The artist David Inshaw has been described as ‘perhaps the greatest living proponent of the English Romantic tradition’ in direct line of descent from Blake, Palmer, Spencer and Nash and it is somehow fitting that I am writing this on St George’s day as no other current artist seems able to express the essence of Englishness as he does.
His latest show is at London’s Fine Art Society, held to celebrate the artist’s 70th birthday this March, and the gallery is keen to stress that this is not just a retrospective as it also contains new work made expressly for the exhibition. It has been curated by the eminent art historian Robert Upstone, for 23 years Curator of Modern British Art at the Tate, who have lent Inshaw’s most famous work – The Badminton Game (1972-73).
This is the picture that brought Inshaw to public attention after it was displayed at the ICA Summer Studio show in 1973 and it is a good place to start viewing his work in the gallery. It shows two young women playing badminton in the garden of an imposing, Georgian red-brick house. All the elements in the painting existed near Inshaw’s own house in Devizes, but the artist has described how he changed them “in order to increase the mystery and wonder I felt all around me in this magic place.”
Inshaw was in love with both the women at the time and says he only realised in retrospect the phallic implications of the topiary in the background. He has since stated, “it’s a very hopeful picture and only slightly disquieting because I was discovering all about Wiltshire (but not so much about women).”

* * * * * * * * *

Tasks to complete:
**1)** In the article on David Inshaw's exhibition, why did Inshaw change the real elements he drew on for The Badminton Game? Answer in one to three sentences.
**2)** Answer these questions from the article on David Inshaw's exhibition:
(a) What occasion is the Fine Art Society show held to celebrate?
(b) Which institution lent The Badminton Game?
(c) At which show was The Badminton Game displayed in 1973?
**3)** Write the next part of the article on David Inshaw's exhibition, following on from its final sentence.

Given data:
* * * * * * * * *

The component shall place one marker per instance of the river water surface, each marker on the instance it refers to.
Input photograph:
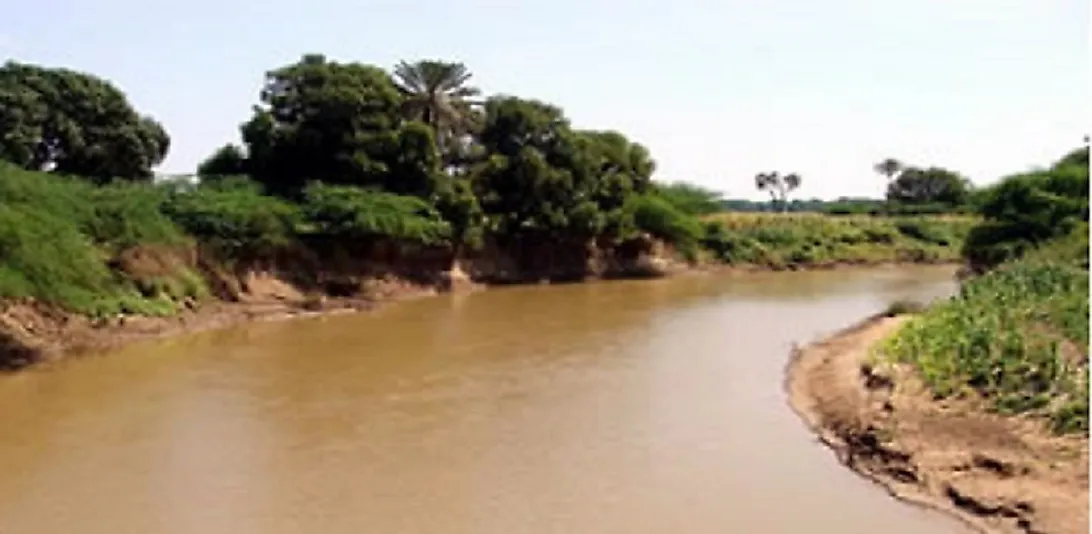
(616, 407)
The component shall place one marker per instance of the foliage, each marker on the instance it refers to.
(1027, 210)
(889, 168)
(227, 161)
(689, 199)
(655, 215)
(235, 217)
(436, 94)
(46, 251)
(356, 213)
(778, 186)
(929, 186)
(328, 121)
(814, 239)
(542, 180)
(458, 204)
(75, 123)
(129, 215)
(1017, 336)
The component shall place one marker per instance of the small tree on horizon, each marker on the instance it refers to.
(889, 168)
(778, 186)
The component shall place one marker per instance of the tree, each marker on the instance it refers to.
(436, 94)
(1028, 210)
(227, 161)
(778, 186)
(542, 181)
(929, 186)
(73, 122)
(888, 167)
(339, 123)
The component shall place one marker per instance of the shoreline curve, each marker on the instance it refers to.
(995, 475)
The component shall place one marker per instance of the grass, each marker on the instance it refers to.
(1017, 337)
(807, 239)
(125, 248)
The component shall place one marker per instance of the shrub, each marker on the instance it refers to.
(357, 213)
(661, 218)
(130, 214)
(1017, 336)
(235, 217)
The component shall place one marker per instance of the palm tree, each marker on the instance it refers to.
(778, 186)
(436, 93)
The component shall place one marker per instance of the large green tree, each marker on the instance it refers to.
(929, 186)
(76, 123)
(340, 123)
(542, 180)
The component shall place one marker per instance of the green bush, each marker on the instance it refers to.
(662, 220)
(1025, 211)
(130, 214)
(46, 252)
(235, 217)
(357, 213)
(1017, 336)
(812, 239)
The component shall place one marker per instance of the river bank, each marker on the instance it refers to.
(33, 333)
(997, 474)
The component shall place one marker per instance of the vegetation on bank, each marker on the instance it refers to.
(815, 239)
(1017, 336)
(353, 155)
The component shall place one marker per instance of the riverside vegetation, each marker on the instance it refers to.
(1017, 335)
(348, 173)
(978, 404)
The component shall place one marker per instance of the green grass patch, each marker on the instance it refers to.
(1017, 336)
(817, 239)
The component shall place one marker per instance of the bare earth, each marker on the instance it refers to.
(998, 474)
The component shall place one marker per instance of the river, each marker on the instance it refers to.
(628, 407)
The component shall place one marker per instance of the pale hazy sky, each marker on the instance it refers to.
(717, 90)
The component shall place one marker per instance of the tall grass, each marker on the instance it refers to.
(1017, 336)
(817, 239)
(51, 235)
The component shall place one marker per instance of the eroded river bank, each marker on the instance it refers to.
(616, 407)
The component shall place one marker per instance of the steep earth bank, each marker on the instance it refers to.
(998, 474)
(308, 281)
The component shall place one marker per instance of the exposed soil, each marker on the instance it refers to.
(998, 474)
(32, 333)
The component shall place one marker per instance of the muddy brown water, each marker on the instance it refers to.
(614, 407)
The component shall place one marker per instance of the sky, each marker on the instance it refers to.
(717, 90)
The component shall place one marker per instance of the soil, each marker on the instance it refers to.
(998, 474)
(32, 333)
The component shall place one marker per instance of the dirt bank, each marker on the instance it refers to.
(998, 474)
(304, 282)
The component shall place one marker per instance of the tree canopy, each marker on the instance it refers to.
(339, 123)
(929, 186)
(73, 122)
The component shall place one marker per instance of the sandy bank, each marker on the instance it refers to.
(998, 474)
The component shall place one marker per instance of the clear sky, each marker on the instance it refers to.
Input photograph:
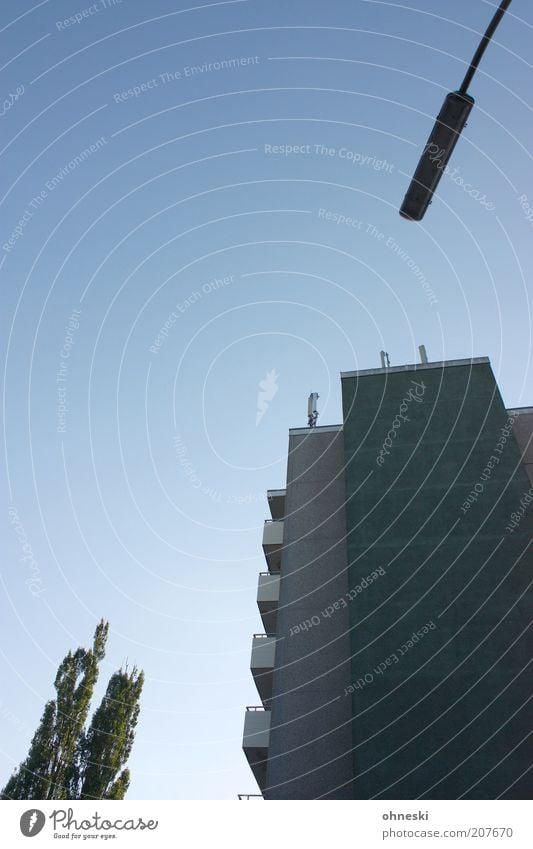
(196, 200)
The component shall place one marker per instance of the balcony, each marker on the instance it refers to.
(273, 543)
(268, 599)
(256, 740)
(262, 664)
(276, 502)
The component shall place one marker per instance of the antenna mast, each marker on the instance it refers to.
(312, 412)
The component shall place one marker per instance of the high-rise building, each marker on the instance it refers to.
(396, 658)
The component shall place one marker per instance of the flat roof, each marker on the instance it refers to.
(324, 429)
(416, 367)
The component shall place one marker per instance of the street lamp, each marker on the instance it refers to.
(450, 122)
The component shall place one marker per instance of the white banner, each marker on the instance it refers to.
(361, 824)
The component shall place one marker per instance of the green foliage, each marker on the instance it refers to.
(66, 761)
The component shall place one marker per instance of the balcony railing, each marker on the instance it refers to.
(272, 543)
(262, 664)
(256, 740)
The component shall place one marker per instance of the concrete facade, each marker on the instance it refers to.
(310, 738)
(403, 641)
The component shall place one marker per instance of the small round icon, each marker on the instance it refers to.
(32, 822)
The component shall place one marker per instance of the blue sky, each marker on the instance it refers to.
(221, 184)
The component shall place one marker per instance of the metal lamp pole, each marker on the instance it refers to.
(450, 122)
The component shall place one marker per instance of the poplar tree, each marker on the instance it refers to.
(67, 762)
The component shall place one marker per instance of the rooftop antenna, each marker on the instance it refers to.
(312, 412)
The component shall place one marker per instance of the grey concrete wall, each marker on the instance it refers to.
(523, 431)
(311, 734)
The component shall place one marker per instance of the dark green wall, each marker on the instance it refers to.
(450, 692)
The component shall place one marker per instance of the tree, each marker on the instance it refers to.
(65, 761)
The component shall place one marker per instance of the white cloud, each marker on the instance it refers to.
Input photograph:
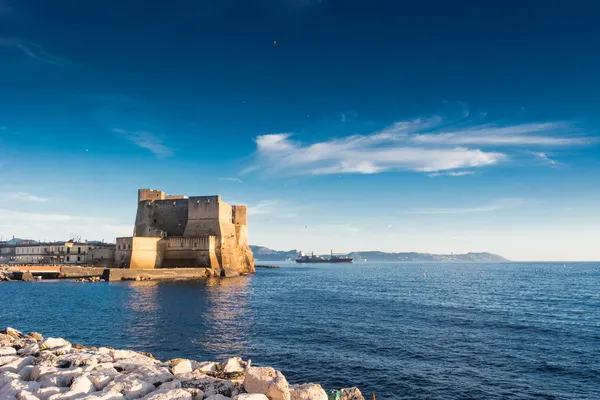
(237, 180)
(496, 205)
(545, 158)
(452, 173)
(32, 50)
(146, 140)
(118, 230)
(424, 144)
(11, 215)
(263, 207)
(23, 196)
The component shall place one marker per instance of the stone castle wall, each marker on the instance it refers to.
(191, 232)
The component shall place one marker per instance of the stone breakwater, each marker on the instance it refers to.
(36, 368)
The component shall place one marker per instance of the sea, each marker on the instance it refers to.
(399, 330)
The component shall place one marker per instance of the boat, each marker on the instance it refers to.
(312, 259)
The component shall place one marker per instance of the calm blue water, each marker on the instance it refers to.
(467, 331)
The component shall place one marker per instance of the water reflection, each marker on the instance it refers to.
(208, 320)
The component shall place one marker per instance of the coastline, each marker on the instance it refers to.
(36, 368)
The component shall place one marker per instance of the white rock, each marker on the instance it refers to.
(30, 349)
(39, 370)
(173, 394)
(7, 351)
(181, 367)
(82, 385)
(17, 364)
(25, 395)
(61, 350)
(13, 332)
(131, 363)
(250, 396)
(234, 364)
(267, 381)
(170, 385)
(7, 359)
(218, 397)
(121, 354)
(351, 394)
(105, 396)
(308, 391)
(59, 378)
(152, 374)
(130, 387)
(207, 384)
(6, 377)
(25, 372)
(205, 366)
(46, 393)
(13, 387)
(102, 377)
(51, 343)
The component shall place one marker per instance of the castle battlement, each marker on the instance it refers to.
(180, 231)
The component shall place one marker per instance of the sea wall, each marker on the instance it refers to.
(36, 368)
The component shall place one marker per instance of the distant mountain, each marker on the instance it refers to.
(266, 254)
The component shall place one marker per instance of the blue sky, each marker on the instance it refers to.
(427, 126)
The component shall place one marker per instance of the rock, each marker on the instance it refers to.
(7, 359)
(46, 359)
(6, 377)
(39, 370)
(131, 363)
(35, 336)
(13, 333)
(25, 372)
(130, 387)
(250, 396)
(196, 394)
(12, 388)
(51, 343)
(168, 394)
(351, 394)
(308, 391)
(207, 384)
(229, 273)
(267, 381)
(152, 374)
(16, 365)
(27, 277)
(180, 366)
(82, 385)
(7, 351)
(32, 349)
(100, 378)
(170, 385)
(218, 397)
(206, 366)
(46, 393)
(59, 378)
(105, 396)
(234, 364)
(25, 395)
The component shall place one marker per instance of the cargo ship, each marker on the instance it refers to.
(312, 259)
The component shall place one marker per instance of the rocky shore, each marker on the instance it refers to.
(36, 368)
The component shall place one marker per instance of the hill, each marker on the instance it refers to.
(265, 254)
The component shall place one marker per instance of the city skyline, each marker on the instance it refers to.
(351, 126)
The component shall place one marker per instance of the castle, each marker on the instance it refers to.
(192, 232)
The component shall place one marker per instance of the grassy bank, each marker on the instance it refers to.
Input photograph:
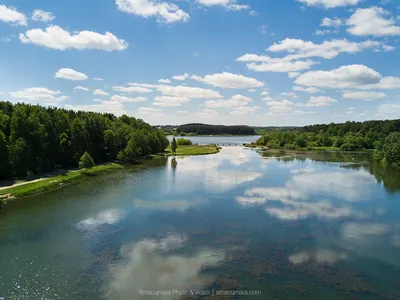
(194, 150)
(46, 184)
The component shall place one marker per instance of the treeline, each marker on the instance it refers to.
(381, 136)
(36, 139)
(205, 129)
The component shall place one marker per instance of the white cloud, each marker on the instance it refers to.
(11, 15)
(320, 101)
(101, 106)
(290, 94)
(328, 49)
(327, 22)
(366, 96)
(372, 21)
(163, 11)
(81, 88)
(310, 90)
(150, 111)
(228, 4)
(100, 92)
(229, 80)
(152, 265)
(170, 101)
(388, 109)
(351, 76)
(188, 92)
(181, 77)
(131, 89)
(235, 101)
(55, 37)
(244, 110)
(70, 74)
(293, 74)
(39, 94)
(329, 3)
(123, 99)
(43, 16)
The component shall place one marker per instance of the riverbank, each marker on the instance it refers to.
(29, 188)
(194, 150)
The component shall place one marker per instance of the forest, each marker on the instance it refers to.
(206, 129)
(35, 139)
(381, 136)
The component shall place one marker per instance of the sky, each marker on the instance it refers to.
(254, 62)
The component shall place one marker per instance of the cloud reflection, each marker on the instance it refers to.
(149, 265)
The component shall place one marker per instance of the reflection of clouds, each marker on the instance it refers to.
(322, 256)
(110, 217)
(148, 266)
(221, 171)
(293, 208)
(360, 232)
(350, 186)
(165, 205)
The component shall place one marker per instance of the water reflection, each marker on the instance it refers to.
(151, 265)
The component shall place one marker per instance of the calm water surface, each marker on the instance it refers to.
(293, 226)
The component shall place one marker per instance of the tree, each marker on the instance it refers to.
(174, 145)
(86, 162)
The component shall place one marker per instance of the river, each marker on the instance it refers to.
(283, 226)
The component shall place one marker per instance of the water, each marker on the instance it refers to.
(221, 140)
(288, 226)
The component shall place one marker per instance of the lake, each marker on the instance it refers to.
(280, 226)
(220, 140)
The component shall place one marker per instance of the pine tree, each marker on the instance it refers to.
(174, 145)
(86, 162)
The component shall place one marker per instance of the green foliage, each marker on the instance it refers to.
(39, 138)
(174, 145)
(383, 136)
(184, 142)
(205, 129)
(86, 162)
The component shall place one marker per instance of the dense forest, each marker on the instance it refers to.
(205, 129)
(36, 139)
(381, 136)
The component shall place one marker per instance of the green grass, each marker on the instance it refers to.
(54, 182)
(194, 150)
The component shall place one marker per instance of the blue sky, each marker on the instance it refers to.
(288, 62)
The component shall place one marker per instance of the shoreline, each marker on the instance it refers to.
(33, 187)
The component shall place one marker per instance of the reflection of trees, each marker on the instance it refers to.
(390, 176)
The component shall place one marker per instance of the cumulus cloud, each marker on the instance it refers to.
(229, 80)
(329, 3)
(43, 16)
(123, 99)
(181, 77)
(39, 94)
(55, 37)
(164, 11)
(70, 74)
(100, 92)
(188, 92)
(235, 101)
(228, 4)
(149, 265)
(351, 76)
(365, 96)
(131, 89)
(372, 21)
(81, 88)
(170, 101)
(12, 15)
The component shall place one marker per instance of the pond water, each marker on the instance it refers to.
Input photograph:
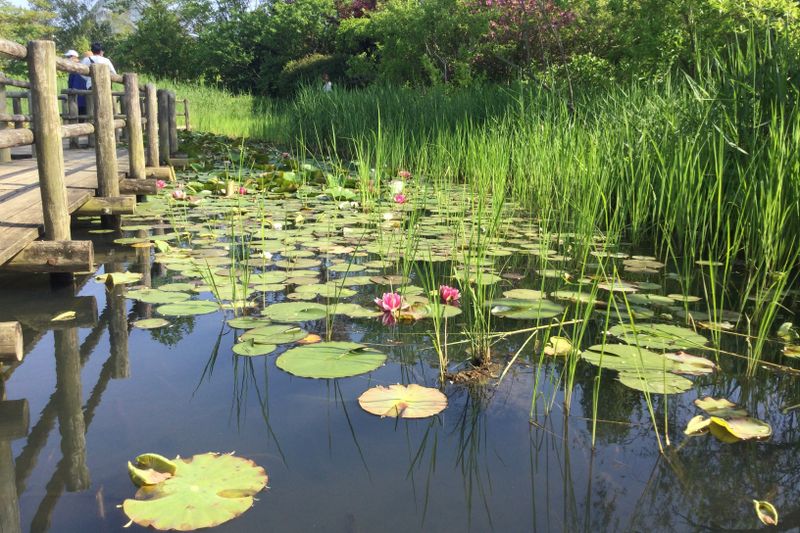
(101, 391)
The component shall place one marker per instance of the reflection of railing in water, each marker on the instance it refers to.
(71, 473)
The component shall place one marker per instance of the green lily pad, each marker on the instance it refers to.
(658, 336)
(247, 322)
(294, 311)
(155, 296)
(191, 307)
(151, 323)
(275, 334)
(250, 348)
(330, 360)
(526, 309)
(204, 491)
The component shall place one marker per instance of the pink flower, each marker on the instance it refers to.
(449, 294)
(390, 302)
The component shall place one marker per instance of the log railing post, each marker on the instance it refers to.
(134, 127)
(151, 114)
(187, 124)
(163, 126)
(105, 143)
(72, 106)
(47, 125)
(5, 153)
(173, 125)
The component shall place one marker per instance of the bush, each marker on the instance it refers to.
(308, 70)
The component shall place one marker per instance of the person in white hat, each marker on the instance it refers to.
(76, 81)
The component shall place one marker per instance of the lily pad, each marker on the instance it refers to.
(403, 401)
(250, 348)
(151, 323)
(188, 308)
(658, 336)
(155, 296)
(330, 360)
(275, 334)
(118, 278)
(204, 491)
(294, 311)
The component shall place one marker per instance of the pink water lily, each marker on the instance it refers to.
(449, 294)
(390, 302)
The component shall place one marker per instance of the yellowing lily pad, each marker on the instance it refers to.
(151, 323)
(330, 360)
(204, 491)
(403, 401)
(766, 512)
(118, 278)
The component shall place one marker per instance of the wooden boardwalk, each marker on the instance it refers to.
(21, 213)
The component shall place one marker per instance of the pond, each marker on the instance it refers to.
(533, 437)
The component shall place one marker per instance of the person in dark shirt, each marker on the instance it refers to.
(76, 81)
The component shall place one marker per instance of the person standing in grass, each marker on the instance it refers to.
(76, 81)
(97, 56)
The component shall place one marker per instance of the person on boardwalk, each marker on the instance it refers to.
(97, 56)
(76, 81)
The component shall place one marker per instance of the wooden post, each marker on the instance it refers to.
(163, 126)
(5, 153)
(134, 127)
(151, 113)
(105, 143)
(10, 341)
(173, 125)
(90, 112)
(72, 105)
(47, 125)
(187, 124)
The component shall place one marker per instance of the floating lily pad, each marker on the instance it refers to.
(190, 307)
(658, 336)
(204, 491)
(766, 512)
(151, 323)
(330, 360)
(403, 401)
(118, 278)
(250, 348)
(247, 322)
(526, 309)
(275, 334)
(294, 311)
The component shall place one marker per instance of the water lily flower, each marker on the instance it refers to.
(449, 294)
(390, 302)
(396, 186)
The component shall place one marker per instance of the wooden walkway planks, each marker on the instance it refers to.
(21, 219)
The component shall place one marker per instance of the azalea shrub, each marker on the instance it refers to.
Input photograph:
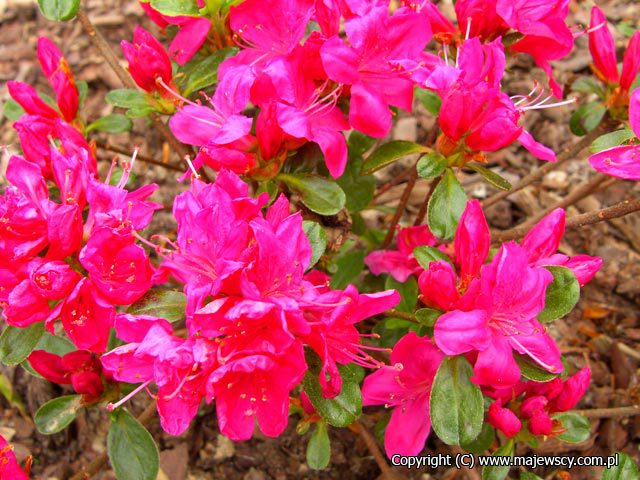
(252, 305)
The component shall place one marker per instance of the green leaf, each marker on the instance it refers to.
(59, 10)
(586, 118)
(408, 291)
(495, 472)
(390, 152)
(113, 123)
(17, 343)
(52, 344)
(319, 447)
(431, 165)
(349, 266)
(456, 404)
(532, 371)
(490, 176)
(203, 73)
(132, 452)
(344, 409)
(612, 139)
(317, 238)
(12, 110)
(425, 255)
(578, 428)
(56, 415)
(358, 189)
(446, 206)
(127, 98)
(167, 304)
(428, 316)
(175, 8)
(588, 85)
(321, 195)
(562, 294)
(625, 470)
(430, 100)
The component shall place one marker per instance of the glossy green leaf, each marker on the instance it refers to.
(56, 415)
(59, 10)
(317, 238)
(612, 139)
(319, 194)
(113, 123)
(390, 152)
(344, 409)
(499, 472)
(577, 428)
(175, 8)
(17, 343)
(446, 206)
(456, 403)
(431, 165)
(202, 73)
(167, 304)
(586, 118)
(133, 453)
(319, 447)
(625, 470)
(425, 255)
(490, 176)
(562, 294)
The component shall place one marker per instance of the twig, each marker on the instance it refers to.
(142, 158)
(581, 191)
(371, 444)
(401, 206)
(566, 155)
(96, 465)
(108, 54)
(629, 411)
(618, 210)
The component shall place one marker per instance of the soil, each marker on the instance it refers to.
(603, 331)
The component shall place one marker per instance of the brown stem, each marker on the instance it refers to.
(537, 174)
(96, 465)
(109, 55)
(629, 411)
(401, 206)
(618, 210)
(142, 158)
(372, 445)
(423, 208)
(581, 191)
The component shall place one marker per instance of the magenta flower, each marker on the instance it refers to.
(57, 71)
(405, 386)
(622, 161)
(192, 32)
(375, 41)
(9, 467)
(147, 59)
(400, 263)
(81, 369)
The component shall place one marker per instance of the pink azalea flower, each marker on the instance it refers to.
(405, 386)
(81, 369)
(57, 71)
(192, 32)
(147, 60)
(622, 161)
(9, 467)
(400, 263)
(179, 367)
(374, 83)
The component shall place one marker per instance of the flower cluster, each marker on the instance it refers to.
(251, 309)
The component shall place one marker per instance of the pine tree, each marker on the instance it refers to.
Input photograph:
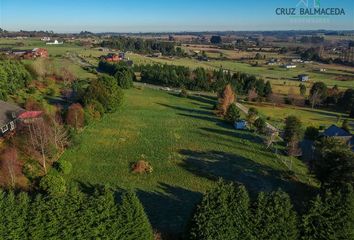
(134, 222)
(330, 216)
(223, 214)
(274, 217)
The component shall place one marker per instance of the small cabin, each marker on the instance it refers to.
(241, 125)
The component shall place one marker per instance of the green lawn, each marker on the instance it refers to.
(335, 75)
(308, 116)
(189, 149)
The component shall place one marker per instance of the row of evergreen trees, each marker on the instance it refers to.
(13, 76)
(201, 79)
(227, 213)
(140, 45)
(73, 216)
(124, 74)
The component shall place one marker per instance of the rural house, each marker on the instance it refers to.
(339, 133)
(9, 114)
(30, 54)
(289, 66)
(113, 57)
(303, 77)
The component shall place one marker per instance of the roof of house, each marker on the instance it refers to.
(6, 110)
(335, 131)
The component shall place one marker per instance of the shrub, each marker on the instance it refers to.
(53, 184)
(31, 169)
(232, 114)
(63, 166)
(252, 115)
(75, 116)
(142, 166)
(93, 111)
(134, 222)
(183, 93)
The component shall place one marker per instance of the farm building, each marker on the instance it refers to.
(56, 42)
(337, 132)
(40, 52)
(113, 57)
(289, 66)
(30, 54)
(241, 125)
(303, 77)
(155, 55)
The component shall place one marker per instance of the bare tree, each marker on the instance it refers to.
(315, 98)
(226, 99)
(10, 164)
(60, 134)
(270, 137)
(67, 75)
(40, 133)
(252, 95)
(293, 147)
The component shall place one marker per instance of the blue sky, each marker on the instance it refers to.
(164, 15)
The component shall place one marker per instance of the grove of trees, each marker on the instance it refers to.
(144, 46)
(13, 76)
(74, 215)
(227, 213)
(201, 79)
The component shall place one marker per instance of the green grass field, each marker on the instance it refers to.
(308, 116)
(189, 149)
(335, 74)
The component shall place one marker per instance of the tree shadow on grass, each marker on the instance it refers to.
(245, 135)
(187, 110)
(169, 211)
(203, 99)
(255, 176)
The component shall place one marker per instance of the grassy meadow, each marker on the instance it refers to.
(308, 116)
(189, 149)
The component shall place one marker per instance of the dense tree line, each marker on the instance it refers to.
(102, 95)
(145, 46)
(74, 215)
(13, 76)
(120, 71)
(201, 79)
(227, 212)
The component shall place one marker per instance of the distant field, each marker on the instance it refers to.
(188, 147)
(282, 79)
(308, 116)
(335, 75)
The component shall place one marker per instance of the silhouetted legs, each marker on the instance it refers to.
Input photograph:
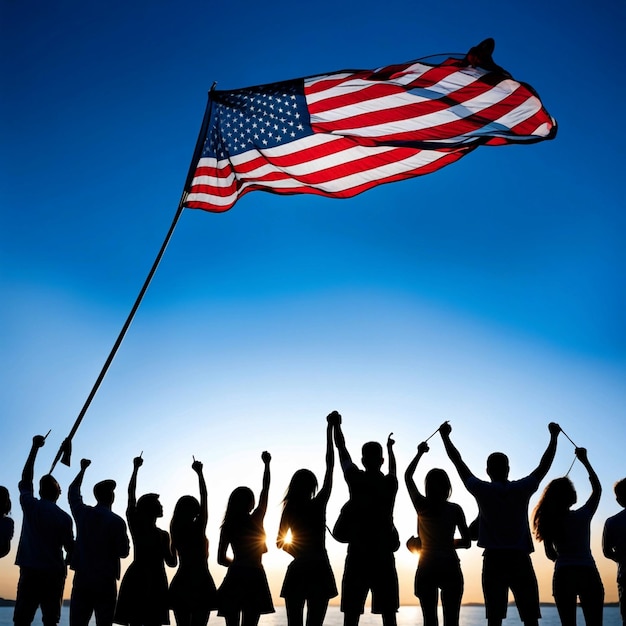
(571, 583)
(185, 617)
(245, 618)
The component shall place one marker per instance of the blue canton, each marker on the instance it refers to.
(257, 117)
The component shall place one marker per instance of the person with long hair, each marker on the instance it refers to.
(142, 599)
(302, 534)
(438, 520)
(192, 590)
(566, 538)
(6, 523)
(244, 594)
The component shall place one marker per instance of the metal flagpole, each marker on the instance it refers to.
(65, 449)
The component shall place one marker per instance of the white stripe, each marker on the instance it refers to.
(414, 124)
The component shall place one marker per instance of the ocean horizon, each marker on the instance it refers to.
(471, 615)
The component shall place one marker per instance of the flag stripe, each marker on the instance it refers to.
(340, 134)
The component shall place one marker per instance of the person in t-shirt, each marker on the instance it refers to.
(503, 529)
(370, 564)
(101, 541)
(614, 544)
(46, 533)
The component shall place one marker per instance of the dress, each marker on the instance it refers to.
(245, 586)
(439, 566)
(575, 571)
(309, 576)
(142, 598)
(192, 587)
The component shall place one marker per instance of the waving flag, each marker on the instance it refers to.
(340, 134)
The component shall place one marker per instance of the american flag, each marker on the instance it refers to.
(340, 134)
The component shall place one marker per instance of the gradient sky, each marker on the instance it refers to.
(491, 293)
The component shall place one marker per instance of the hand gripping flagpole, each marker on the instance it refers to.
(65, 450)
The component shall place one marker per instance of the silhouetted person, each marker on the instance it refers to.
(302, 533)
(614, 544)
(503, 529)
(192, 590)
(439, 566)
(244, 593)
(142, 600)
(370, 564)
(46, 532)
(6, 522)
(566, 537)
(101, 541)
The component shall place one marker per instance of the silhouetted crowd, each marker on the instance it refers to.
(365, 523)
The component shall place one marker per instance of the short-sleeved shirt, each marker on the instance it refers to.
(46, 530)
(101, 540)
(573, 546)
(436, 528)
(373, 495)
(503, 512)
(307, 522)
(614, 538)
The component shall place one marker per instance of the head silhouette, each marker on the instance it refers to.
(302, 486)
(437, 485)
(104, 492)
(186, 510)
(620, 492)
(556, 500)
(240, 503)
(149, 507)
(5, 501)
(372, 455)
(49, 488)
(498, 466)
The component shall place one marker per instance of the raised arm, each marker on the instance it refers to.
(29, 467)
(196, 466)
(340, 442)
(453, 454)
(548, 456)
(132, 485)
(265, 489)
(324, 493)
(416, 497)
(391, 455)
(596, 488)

* * * * * * * * *

Responses for each task:
**1)** The house, garden and other elements all existed near Inshaw's own house in Devizes. He changed them "in order to increase the mystery and wonder I felt all around me in this magic place."

**2)**
(a) The artist's 70th birthday this March.
(b) The Tate.
(c) The ICA Summer Studio show.

**3)**
His process was to dress the girls in then-fashionable Biba clothes, photograph them and use these shots to produce drawings for the final work. He used extremely fine sable-hair brushes and the viewer can almost make out individual leaves, so precise was his eye. And, as Upstone points out, for a short period of time the pubic will be able to get very close to the canvas and study the artist’s technique in detail.
Michael Palin is a fan. Writing in the catalogue foreword he says: “It was The Badminton Game that did it for me. I was a big fan of Magritte at the time and here he was in an English country garden. There was something very satisfying about the way the elements of the painting – the trees, the house, the hedge – were all crisply outlined and grouped together like pieces on a board game.”
Inshaw has himself said that his main aim “was to produce a picture that held a moment in time, but unlike a photograph, which only records an event. I thought a painting could give a more universal deeper meaning to that moment, by composing one instant from a lot of different unrelated moments.”
However, this is not just Magritte in a Wiltshire garden but a Renaissance master is present as well. One of the principal influences for this work came from an early Italian panel Inshaw had always admired in London’s National Gallery, The Combat of Love and Chastity (probably 1475-97) by Gherardo di Giovanni del Fora (1444/5-1497).
“It has,” Inshaw recalled, “the quality I was seeking to bring to my own work. It is the moment held in time, as if you are aware of before and after, as if a film had stopped on a single frame, and you are aware, in that instant, of the emotion of all time. This is very difficult to explain. It’s what I still try to do now, because I think it is everything in painting pictures, and I look for it always. To isolate in time and space things that would normally disappear under the awful impact of other values. I wanted to pin down a moment, make it go on living, I wanted to be particular and yet general. I wanted to be excessive and yet modest. I wanted the picture to contain all my feelings and thoughts, happy thoughts as well as sad, full of waking dreams and erotic fancies. I wanted the painting to be of this world and of the world of daydreams.”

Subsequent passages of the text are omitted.